Work required:
For the records below, print every one exactly, with nothing dropped.

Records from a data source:
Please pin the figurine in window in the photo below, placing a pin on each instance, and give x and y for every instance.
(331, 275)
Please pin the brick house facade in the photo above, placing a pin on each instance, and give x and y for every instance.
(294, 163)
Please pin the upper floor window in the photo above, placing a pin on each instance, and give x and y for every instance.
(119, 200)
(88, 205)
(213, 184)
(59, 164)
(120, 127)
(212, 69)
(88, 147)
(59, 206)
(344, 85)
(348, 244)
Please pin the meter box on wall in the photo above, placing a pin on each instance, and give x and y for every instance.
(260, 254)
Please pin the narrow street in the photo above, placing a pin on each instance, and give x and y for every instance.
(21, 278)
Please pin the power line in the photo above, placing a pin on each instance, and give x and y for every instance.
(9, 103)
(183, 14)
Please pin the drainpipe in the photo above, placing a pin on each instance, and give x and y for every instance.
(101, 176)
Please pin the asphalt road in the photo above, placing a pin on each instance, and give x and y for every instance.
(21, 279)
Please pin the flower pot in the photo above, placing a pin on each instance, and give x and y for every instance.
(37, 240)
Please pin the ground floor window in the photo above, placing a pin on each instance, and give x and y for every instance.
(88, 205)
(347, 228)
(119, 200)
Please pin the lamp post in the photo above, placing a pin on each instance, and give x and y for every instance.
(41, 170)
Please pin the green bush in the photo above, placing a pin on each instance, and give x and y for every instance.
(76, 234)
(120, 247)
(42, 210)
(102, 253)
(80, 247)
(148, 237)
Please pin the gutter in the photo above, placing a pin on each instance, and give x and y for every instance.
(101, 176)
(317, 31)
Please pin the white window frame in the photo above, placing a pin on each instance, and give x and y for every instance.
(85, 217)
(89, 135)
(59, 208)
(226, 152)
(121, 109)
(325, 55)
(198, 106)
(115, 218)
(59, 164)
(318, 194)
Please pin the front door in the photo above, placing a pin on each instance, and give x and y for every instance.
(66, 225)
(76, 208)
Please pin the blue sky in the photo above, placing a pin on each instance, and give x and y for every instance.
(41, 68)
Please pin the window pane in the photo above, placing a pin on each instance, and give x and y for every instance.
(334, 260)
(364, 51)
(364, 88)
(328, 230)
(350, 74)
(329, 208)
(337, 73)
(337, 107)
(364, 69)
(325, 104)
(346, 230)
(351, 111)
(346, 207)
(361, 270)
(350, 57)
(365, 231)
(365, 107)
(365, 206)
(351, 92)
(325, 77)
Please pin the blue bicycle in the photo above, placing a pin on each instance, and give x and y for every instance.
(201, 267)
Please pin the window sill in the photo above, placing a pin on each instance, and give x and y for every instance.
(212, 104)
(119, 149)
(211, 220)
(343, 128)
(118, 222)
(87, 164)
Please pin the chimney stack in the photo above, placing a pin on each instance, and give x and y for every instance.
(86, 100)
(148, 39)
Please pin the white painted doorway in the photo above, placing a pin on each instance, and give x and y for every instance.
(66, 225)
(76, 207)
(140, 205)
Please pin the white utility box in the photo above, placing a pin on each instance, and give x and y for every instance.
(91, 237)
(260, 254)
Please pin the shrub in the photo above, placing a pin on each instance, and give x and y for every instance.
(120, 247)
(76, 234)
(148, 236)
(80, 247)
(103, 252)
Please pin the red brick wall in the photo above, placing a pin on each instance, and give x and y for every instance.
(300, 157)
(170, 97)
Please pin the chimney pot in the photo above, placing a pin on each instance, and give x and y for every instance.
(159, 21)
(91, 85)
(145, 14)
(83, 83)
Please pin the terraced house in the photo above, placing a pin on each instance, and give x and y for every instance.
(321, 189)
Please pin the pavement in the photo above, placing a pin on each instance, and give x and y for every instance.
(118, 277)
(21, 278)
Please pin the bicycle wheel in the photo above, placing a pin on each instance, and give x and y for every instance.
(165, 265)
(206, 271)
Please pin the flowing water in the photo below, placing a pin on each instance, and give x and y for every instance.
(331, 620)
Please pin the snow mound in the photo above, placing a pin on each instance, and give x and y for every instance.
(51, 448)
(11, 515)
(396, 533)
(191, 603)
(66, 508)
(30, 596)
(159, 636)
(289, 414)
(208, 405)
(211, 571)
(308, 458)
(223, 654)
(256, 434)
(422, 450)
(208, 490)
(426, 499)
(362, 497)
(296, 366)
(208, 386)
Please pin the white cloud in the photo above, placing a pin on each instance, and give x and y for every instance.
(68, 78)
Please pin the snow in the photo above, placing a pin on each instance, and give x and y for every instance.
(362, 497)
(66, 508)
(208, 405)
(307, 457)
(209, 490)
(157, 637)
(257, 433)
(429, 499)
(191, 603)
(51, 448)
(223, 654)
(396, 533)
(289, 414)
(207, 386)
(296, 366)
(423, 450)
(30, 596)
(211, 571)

Solution for this task:
Please pin the figurine in window in the photo below, placing a pin on each instance, and give x and y for every instance.
(331, 275)
Please pin the brick house facade in the photo above, placing a pin on each instance, and give x and y for every instance.
(294, 163)
Please pin the upper floor window in the photo above, placing a pin on each instance, and give x and y for every instance.
(119, 200)
(88, 205)
(213, 184)
(59, 164)
(120, 127)
(212, 69)
(88, 147)
(59, 206)
(344, 85)
(348, 244)
Please pin the meter box on wall in the photo above, placing a pin on each instance, and give x and y for every instance.
(260, 254)
Please pin the narrow street in the photo above, placing a pin on each instance, and give x and y for every instance.
(21, 278)
Please pin the power line in the photo above, placing a pin on each instance, and give x and y for every instance.
(9, 103)
(183, 14)
Please pin the drainpipe in the photo above, placing a pin on each instance, and give x and y for every instance.
(101, 176)
Please pin the asphalt road in the photo above, placing a pin on each instance, and give x and y for every instance.
(21, 279)
Please pin the flower pot in the photo above, placing a pin on each instance, and give x and y for every instance.
(37, 240)
Please pin the ground floor window in the photo above, placing a pin on each instance, and give x and y for every instance.
(88, 205)
(347, 228)
(119, 200)
Please pin the lamp post in the photo above, placing a pin on each instance, and give x and y for every instance.
(41, 170)
Please pin the green bush in the photo above, placing a pin on each instance, and give x and y for every instance.
(76, 234)
(120, 247)
(42, 210)
(102, 253)
(80, 247)
(148, 237)
Please pin the gutter in the photo above, placing a pin on each instance, and give x and y for every instance.
(101, 176)
(317, 31)
Please pin the white window frame in the photo above, placing a pin on each instance, and give x and y for every instance.
(85, 217)
(89, 135)
(59, 208)
(226, 152)
(121, 109)
(325, 55)
(198, 106)
(115, 218)
(59, 164)
(318, 194)
Please pin the front door in the photo above, placing a pin on each instance, and give x and y for every instance.
(66, 225)
(76, 208)
Please pin the blue sky in the photo above, placing a pin on each instance, and give x and y for every instance.
(41, 68)
Please pin the window pane in the photo above, placing a pin on each instance, and give x and y for every instance.
(334, 260)
(364, 51)
(364, 88)
(328, 230)
(350, 74)
(329, 208)
(337, 73)
(337, 107)
(364, 69)
(325, 104)
(346, 230)
(351, 111)
(346, 207)
(361, 270)
(350, 57)
(365, 231)
(365, 107)
(365, 206)
(351, 92)
(325, 77)
Please pin the blue bicycle in the photo above, placing a pin on each instance, and give x and y for every instance.
(201, 267)
Please pin the window sill in the photo above, placing a pin on each instance, and give x and y for every instance.
(212, 104)
(119, 149)
(211, 220)
(343, 128)
(118, 222)
(87, 164)
Please pin the chimney stack in the photo above, placing a pin on each instance, and give x and y for every instance.
(86, 100)
(148, 39)
Please pin the white painted doorway in the photo above, placing a pin on each instance, and give x and y for every instance.
(66, 225)
(76, 207)
(140, 205)
Please pin the white utility box in the photo above, placing a pin on each instance, and give x and y for every instance.
(91, 237)
(260, 254)
Please pin the shrub in the photo above, placing a pin on each instance, and give x and y for every instance.
(120, 247)
(76, 234)
(148, 236)
(80, 247)
(103, 252)
Please pin the red brick wall in the photo above, placing a pin on each instance, and give x and y for every instance.
(300, 157)
(170, 97)
Please pin the chimney pot in the photo above, placing a pin on each instance, and give x and y for every instance.
(159, 21)
(91, 85)
(145, 14)
(83, 83)
Please pin the terraced house in the photo above, placing a pin on each instance, and give x and y for every instance.
(321, 189)
Please pin the pavement in the photo above, placing a pin on each instance, and give x and y for every instance.
(118, 277)
(21, 278)
Please pin the bicycle wheel in the photo above, placing a pin on each instance, and give x and y for every instance.
(165, 265)
(206, 271)
Please pin the flowing water in the photo below, placing a pin on each instance, and give x and y for every instance.
(331, 620)
Please pin the snow mound in the photo above, placing a pin on each instance, and give x and y for every instance.
(51, 448)
(11, 515)
(396, 533)
(191, 603)
(66, 508)
(30, 596)
(159, 636)
(289, 414)
(208, 405)
(211, 571)
(308, 458)
(223, 654)
(256, 434)
(422, 450)
(208, 490)
(426, 499)
(362, 497)
(296, 366)
(208, 386)
Please pin the white cloud in the photo above, placing a pin on each instance, and give x and y for every instance.
(68, 78)
Please pin the snow in the photo above, placing a pin on each instance, and give x and y for every instance.
(362, 497)
(66, 508)
(208, 405)
(307, 457)
(209, 490)
(157, 637)
(257, 433)
(429, 499)
(191, 603)
(51, 448)
(223, 654)
(396, 533)
(289, 414)
(207, 386)
(296, 366)
(423, 450)
(30, 596)
(211, 571)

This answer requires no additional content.